_ASSIGNMENT_:
Exactly as they stand, set down all of the records again.

───── RECORDS PROVIDED ─────

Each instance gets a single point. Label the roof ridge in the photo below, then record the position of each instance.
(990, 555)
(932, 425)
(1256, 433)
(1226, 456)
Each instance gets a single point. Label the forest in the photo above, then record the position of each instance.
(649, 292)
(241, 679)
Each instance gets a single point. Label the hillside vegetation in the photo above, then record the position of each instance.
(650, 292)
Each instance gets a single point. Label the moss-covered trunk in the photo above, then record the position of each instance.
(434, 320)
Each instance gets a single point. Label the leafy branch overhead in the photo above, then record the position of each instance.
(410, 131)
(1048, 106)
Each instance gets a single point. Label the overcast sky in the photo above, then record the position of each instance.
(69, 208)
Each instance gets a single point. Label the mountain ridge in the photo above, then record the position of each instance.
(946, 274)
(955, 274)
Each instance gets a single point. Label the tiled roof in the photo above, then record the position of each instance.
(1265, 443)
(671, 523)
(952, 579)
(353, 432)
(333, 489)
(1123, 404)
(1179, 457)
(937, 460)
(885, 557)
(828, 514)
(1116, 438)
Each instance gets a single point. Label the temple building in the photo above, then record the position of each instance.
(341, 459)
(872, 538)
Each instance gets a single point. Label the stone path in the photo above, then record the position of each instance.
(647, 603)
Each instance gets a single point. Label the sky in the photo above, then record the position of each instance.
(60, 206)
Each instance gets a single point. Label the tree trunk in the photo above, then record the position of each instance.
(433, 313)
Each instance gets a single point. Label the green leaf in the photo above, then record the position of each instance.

─────

_THE ANSWER_:
Each instance gets a single point. Label the roof ridge in the photo below, then record the position of each instance.
(990, 555)
(932, 425)
(1256, 433)
(1226, 456)
Each instance gets a single point. Label the forest in the photo above, then record the position of each instance.
(649, 292)
(241, 679)
Each instance gets a single point. Label the hillside vegetation in the photo above, then record the position of each instance.
(650, 292)
Each instance gets a single point. Label the moss-covered trunk in the photo above, then record the position of each instance.
(434, 320)
Each instance gets a single point. Label the leafy branch overhead in the photo above, then record the position of each instance.
(410, 131)
(1048, 106)
Each instance gets a single point. Label the overcast sky in the photo above, then record the position of each instance.
(69, 208)
Each instance gets a single point. Label the mountain ridge in the photo above, then record the position of each instance.
(946, 274)
(955, 274)
Each instance gets a single point. Label the tiled roof in the photo above, then record the position of each instance.
(1265, 443)
(671, 523)
(952, 579)
(353, 432)
(333, 489)
(1123, 404)
(1179, 457)
(937, 460)
(885, 557)
(828, 514)
(1116, 438)
Each instance gets a single point. Label the temple building in the photo above, then record the position of each instance.
(341, 459)
(872, 538)
Each instance gets a single point. Label the stone path in the photo above, then record the position of each instance.
(647, 603)
Each instance gets a single point. Label the sky in the photo above, then record the position of each instance.
(60, 206)
Each instance gets a single point. Label the tree trunk in the photo above, then record the position of each instance.
(433, 313)
Each instance gets a single point. Label the green leaf in the photo above, then record the position of each instance.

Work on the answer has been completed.